* Extract provided

Over the course of the last seven weeks, 83 Degrees Media has worked to shed light on what that unique brand of leadership looks like, as individuals and institutions across the Tampa Bay region today grapple with climate change. To do so, we’ve turned to both the private sector and government, and across thematic issues ranging from insurance and real estate development to environmental planning and water management.

Several key themes and insights have emerged through these conversations and reflections, arguably leaving us with more questions and ideas than clear answers or sound solutions. In that spirit, by way of conclusion, here are four provocations to keep the conversation moving forward across Tampa Bay:

Climate change requires us to think about scales of action in new and creative ways

“Climate adaptation has to happen at all levels. Here, in Florida, there has been a lot more action at the local level. We’ll need more active partnerships with state and federal government moving forward,” says Katherine Hagemann.

* Instructions
1) In the article on Tampa Bay climate leadership, at which level does Katherine Hagemann say Florida has seen more climate adaptation action?
2) Pick up the article on Tampa Bay climate leadership after its final sentence and continue it.
The material after this point comes from a separate source.

* Source material
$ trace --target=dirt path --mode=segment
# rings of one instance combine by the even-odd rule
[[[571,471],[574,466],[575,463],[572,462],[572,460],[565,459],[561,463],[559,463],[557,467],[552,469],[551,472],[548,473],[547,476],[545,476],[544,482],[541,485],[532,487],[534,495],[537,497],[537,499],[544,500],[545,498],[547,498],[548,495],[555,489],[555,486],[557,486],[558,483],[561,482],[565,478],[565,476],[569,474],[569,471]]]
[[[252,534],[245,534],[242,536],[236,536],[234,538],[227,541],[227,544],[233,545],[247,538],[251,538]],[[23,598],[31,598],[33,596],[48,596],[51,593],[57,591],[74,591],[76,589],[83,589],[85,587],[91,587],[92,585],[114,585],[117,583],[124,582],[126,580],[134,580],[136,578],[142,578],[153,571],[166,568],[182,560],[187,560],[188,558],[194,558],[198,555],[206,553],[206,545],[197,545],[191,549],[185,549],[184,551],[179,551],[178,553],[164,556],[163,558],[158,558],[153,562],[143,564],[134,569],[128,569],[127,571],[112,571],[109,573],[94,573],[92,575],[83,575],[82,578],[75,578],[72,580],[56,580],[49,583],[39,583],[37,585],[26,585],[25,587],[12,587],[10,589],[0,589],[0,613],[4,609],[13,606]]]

* Outputs for the tasks
1) At the local level.

2)
“As we look at adaptation on the ground, at neighborhoods that are most impacted, some of that planning needs to happen at the block scale,” she continues, pointing out that even the span of a single street can make the difference when it comes to climate vulnerabilities, which will shift over time as sea level rise and other environmental variables change.

The City of Tampa’s own online inventory of “redlined” properties -- that is, those prone to recurrent flooding – bring this property-scale view into sharp relief. Tampa is not alone in holding a long -- and expensive -- to-do list when it comes to retrofitting its storm water infrastructure to meet the demands of a growing population and changing climate. 

At the same time, as debates over Go Hillsborough, Tampa Bay Express, and other proposed fixes for Tampa Bay’s transportation challenges unfold today, there’s a need to further develop the capacity for more regional leadership and action where it makes sense. Tampa Bay Water and other regional institutions and efforts featured over the course of this series model what regional climate leadership can look like.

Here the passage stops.